_WRITTEN TASKS_
1. For the data cleaning notebook, decide whether each statement agrees with it: (a) the CSV file is read with a tab as the separator; (b) entries whose Country is "Hong Kong" get their City changed to 'hongkong'; (c) the first listed student, Nanxi Ai, received the Dean's Honor List award. For each, answer yes or no and quote the deciding words.
2. Write what comes next in the data cleaning notebook, picking up after its final line.

# Data Processing

## Data Cleaning

Check if the city coordinate json covers all cities in the table

In [14]:
import re
import pandas as pd
from json import load, dump

In [27]:
df = pd.read_csv("./data/spring_2018_china.csv", sep='\t')
city_coord = load(open("./data/china_coord.json", 'r'))
# Change all hong kong city to hongkong
df['City'][df["Country"]=="Hong Kong"] = 'hongkong'

A value is trying to be set on a copy of a slice from a DataFrame

See the caveats in the documentation: http://pandas.pydata.org/pandas-docs/stable/indexing.html#indexing-view-versus-copy
  after removing the cwd from sys.path.


In [28]:
df.head()

Unnamed: 0,Award,City,Country,School/College,State,Student Name,Zip Code,Ordering,Max. Last Name
0,Dean's List,Beijing,China,School of Education,,Nanxi Ai,,1,Ai
1,Dean's List,Taiyuan,China,College of Agricultural and Life Sciences,,Avery Ao,,2,Ao
2,Dean's Honor List,Beijing 100062,China,College of Engineering,,Tony Bai,,3,Bai
3,Dean's List,Beijing,China,College of Letters & Science,,Yuchen Bai,,4,Bai
4,Dean's List,Jinan City Shandong,China,School of Business,,Xinya Bi,,5,Bi


In [29]:
formated_cities = []
for city in df["City"]:
    formated_city = re.split('\W+', city.lower())[0]
    formated_cities.append(formated_city)

_DATA LISTING_
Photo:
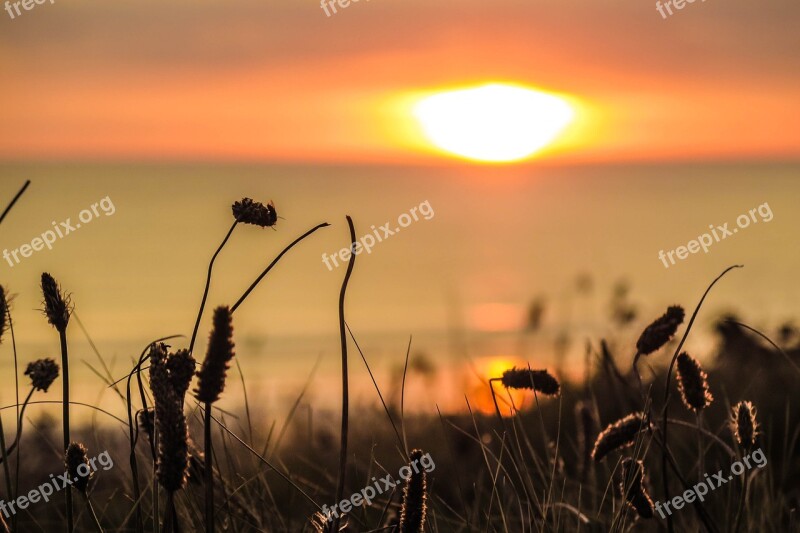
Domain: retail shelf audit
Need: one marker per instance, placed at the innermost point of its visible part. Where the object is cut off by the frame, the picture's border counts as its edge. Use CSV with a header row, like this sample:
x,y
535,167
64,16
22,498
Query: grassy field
x,y
605,454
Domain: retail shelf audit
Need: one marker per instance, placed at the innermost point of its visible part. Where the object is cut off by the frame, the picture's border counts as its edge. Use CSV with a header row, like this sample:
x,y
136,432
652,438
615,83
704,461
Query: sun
x,y
493,122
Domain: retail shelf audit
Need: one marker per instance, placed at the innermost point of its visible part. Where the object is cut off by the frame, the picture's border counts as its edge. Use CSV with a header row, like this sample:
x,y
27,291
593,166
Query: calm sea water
x,y
459,281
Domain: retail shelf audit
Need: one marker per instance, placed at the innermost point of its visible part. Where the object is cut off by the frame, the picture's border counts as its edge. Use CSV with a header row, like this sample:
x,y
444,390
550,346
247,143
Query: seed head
x,y
414,508
75,457
636,494
620,434
693,384
660,331
745,425
43,373
324,524
56,304
180,366
173,444
211,377
538,380
256,213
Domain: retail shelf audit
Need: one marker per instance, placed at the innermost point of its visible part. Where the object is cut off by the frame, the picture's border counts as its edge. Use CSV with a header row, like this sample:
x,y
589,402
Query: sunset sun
x,y
494,122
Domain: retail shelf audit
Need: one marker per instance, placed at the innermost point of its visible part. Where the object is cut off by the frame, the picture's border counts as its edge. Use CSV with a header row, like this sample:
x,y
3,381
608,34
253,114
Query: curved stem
x,y
208,284
10,495
273,263
704,431
16,397
701,456
65,414
209,470
93,515
742,501
345,392
137,493
14,200
664,448
778,348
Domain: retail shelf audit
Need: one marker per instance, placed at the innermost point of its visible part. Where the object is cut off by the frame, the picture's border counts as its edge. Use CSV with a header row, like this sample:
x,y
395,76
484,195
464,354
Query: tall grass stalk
x,y
665,409
345,392
208,284
65,411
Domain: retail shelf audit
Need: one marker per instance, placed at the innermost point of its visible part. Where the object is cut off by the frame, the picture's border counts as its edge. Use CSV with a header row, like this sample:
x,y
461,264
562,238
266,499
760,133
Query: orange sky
x,y
281,81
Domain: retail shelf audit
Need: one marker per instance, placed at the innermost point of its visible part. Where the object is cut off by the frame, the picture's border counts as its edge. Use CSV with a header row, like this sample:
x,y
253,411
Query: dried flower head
x,y
78,466
636,495
250,212
693,383
43,373
181,367
660,331
323,524
173,442
745,424
56,304
620,434
211,377
414,507
538,380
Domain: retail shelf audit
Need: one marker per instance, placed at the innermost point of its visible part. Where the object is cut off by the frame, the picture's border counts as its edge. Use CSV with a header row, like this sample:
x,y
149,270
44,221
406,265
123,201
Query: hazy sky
x,y
279,80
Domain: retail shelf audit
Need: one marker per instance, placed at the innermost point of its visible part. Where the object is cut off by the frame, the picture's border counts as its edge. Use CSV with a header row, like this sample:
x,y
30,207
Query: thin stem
x,y
93,515
14,444
65,409
16,397
273,263
137,493
14,200
345,391
19,415
209,470
742,501
701,456
208,284
5,463
169,513
664,471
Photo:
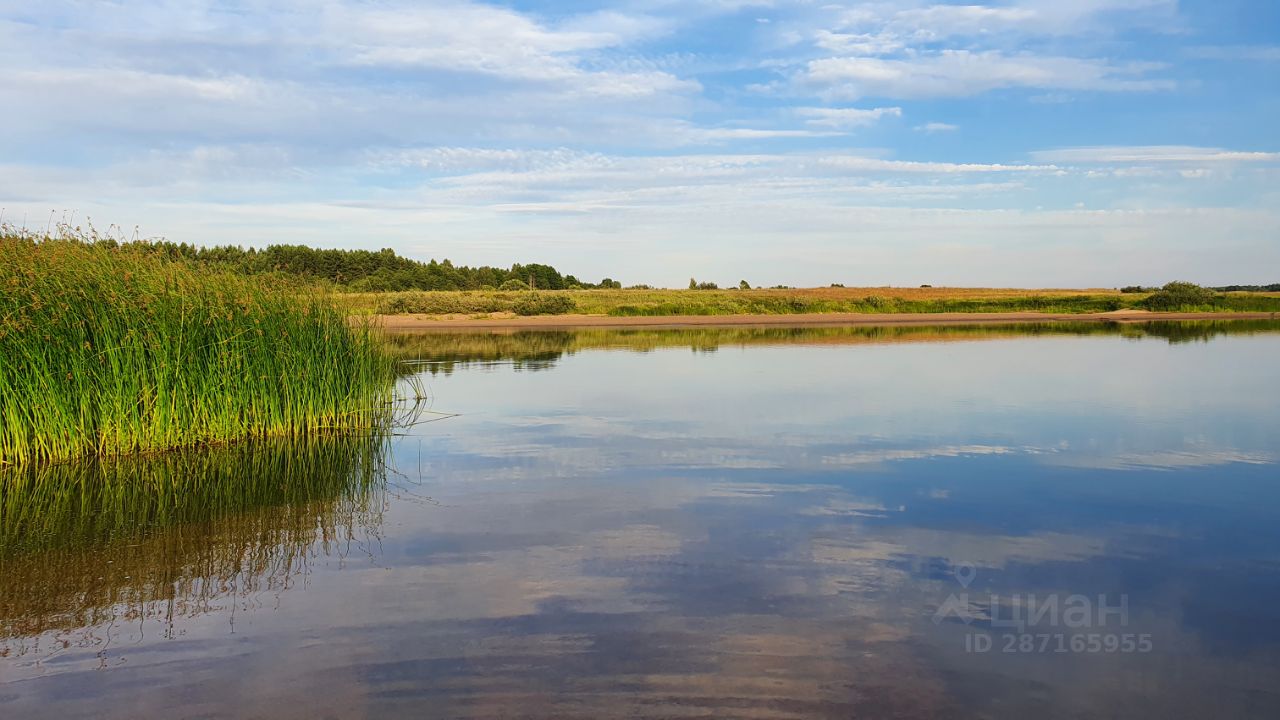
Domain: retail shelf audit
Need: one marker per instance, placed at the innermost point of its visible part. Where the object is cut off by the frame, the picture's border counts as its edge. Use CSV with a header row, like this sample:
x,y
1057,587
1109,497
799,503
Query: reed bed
x,y
772,301
91,543
442,351
109,350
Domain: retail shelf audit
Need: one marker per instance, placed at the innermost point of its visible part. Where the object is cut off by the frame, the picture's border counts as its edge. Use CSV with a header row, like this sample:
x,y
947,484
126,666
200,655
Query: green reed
x,y
178,533
109,350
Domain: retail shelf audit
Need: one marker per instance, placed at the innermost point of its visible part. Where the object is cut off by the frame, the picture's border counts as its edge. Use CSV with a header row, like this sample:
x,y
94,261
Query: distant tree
x,y
1178,295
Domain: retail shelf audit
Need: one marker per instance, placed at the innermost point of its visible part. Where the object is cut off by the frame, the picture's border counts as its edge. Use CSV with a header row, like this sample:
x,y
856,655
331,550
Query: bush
x,y
543,304
1176,295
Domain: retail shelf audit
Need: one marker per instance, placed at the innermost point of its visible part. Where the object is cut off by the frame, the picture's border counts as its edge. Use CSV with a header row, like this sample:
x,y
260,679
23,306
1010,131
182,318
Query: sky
x,y
1016,142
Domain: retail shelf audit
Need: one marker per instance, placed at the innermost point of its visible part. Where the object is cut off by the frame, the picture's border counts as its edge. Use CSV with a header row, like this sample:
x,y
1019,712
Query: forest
x,y
366,270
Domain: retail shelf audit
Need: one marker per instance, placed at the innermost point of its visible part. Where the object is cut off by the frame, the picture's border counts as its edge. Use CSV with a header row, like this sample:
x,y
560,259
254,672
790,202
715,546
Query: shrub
x,y
1176,295
544,304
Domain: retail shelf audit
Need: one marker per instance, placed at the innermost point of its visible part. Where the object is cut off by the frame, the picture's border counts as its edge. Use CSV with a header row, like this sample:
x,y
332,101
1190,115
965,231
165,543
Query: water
x,y
917,523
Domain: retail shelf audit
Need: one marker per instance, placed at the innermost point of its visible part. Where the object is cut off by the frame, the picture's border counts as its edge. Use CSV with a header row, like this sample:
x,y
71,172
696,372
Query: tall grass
x,y
626,302
85,545
108,350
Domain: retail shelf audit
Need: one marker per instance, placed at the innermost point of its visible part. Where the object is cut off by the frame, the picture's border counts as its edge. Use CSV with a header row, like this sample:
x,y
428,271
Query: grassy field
x,y
624,302
105,350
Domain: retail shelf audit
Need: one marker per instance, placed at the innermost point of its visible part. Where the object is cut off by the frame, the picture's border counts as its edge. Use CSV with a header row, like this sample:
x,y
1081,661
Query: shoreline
x,y
414,323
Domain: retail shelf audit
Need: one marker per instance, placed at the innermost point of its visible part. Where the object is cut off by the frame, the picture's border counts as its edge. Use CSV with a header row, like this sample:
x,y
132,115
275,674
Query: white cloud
x,y
958,73
846,117
1151,154
1248,53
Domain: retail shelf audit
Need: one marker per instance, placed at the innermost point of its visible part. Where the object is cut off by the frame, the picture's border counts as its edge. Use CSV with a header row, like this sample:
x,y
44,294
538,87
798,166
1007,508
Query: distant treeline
x,y
369,270
1272,287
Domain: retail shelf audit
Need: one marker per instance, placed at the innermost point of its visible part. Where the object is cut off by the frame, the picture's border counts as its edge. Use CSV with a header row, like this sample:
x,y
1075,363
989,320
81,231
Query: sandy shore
x,y
407,323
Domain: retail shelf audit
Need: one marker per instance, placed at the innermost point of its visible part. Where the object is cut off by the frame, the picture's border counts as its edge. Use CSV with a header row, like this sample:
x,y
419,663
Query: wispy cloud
x,y
1152,154
846,117
931,128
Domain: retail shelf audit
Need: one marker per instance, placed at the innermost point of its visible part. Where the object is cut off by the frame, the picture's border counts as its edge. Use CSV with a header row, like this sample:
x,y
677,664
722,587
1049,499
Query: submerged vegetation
x,y
444,351
109,349
169,536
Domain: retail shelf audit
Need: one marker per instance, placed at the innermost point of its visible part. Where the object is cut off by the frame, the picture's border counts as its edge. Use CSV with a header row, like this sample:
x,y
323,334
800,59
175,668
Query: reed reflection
x,y
85,547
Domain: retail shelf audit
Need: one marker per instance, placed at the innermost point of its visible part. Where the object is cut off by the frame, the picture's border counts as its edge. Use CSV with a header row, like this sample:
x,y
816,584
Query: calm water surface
x,y
1070,522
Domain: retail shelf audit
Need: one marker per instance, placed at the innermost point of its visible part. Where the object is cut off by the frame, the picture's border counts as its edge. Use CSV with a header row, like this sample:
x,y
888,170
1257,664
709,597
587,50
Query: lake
x,y
1074,520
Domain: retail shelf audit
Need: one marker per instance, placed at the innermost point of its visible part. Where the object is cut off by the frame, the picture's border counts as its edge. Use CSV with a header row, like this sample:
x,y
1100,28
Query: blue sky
x,y
1022,142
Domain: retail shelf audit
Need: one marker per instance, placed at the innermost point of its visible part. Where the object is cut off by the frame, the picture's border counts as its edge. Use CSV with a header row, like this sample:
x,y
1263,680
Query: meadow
x,y
109,350
778,301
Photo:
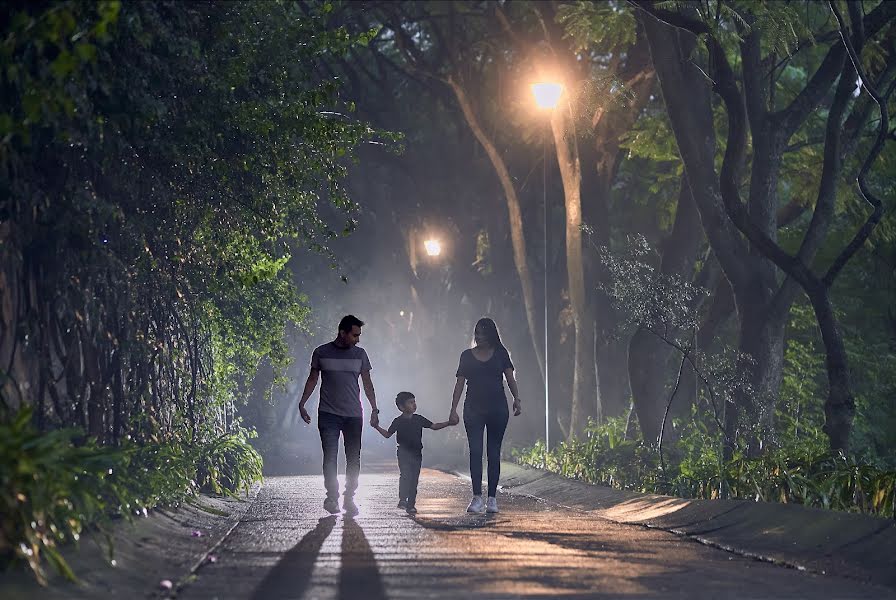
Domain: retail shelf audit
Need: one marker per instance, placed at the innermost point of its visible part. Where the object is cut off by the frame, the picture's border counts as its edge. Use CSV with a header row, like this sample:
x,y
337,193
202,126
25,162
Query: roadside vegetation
x,y
159,164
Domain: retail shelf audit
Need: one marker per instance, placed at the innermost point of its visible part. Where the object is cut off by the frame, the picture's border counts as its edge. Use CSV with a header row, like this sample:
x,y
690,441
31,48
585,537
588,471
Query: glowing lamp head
x,y
547,94
433,247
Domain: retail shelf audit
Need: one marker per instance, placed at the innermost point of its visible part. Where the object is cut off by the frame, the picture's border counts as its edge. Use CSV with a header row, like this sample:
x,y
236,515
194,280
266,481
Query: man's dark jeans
x,y
409,463
330,426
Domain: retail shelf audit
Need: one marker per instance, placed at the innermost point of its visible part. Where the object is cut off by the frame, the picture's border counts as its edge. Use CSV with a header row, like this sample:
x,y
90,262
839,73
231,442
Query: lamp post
x,y
433,247
547,96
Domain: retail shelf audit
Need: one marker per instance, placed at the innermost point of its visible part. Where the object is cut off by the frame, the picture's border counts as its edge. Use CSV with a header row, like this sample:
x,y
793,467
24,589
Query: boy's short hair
x,y
402,398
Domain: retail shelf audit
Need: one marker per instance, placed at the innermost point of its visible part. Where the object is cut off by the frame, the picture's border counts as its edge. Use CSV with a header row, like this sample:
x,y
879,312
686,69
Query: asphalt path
x,y
287,546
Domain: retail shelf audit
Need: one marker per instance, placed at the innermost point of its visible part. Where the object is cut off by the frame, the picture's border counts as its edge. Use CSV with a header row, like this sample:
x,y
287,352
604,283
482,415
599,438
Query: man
x,y
339,410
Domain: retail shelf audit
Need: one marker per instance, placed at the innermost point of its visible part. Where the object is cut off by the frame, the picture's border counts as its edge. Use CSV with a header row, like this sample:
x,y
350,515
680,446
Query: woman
x,y
481,368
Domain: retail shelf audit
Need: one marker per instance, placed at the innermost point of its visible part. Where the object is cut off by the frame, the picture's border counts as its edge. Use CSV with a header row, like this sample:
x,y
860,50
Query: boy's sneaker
x,y
476,504
349,506
331,505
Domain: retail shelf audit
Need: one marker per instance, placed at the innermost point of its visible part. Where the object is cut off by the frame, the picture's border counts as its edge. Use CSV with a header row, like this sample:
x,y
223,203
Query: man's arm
x,y
371,397
310,384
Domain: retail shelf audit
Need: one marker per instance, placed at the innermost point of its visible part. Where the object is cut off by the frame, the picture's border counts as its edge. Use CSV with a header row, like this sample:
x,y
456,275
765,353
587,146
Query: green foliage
x,y
598,26
228,464
56,485
804,472
154,197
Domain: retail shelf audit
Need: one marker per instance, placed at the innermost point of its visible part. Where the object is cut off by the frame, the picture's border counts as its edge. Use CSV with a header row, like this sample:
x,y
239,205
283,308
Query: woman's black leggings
x,y
495,423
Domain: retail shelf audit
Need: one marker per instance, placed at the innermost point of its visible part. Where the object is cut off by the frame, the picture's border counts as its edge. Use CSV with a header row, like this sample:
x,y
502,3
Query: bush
x,y
803,471
55,485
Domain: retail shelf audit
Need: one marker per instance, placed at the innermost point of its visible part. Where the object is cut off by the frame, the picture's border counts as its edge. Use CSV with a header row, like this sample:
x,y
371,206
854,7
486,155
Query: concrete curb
x,y
827,542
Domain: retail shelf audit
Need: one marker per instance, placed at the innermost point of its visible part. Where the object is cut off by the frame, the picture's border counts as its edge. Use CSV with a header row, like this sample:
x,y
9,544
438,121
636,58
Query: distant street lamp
x,y
547,96
433,247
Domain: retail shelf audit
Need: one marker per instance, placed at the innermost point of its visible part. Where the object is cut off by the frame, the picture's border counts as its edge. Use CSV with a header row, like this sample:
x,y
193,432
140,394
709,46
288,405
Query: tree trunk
x,y
585,396
514,214
648,355
840,408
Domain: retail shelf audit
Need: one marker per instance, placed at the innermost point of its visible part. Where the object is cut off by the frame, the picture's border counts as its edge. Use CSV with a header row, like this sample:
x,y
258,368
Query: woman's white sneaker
x,y
476,504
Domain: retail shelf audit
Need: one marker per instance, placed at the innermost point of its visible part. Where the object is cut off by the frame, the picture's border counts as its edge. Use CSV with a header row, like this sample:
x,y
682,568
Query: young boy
x,y
409,428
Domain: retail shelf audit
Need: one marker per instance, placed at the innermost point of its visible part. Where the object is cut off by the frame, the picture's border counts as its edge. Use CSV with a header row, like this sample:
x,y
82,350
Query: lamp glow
x,y
547,94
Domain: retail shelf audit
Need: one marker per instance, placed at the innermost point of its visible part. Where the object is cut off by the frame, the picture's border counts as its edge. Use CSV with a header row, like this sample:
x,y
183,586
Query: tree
x,y
749,265
155,188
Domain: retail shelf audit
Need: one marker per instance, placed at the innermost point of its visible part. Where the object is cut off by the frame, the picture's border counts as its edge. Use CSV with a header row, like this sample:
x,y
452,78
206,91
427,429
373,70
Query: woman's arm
x,y
455,399
511,383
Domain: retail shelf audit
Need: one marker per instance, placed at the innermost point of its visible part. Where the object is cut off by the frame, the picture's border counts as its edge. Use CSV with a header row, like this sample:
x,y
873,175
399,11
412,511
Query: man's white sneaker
x,y
476,504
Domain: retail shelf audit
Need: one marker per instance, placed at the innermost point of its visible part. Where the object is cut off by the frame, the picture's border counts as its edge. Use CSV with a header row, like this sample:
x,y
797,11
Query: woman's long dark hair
x,y
491,332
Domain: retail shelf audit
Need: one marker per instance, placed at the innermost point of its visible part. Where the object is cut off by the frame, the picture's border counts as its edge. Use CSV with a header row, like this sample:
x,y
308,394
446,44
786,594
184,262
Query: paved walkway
x,y
286,547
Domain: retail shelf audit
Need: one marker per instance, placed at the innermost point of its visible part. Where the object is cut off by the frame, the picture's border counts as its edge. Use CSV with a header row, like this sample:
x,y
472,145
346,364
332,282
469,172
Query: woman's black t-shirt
x,y
485,380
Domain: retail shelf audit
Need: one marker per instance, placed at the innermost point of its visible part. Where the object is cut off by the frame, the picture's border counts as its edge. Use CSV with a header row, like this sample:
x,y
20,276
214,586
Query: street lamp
x,y
547,96
547,93
433,247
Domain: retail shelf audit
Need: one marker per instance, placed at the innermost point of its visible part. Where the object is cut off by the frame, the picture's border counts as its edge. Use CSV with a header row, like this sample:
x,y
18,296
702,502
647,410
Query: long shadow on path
x,y
291,576
359,576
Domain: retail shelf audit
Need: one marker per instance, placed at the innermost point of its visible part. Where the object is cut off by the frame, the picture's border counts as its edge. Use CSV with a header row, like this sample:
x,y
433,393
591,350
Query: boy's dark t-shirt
x,y
485,381
410,430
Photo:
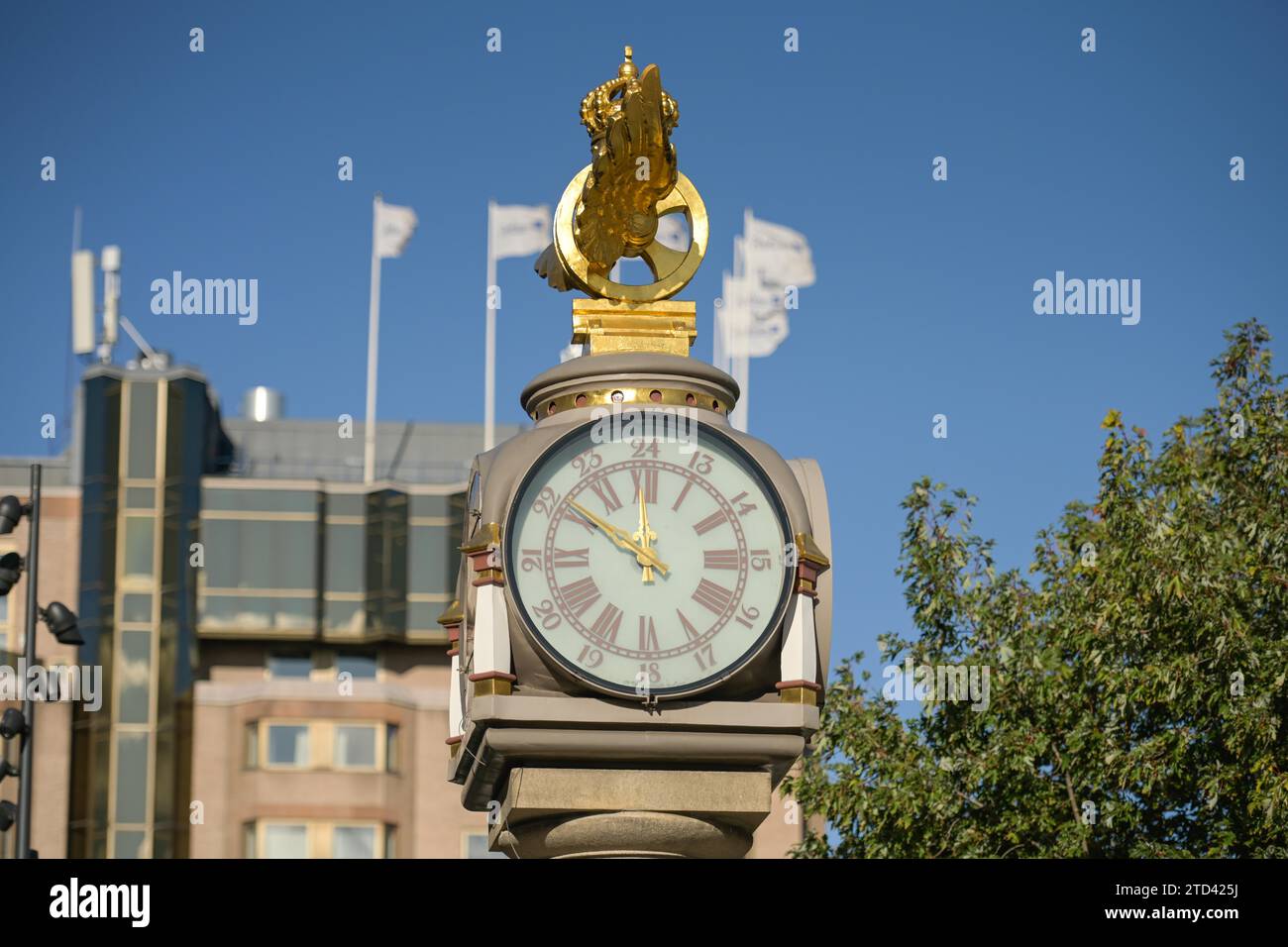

_TASK RESULTS_
1.
(a) Yes: "sep='\t'"
(b) Yes: "df['City'][df["Country"]=="Hong Kong"] = 'hongkong'"
(c) No: "0,Dean's List,Beijing,China,School of Education,,Nanxi Ai,,1,Ai"

2.
    if formated_city not in city_coord:
        print(city)

ShanDong
Yangzhong
Beijng
Ruian Zhejiang Province
Zhongqing
Yongtaizhuang North Rd,Haidian
Dongyang
Jinyun, Lishui Zhejiang
Huhhot
Taiyuanshi
Yixing
Ping Tung City
New Taipei City
New Taipei City


In [31]:
# Update china coord json
city_coord['yangzhong'] = {
    'coord': [32.237, 119.815],
    'hanzi': '扬中市'
}
city_coord['ruian'] = {
    'coord': [27.7833, 120.625],
    'hanzi': '瑞安市'
}
city_coord['dongyang'] = {
    'coord': [29.266667, 120.216667],
    'hanzi': '东阳市'
}
city_coord['jinyun'] = {
    'coord': [28.65, 120.05],
    'hanzi': '缙云县'
}
city_coord['huhhot'] = {
    'coord': [40.816667, 111.65],
    'hanzi': '呼和浩特市'
}
city_coord['yixing'] = {
    'coord': [31.36, 119.815],
    'hanzi': '宜兴市'
}
city_coord['pingdong'] = {
    'coord': [22.676111,120.494167],
    'hanzi': '屏东市'
}
dump(city_coord, open("./data/china_coord.json", 'w'), indent=2, ensure_ascii=False)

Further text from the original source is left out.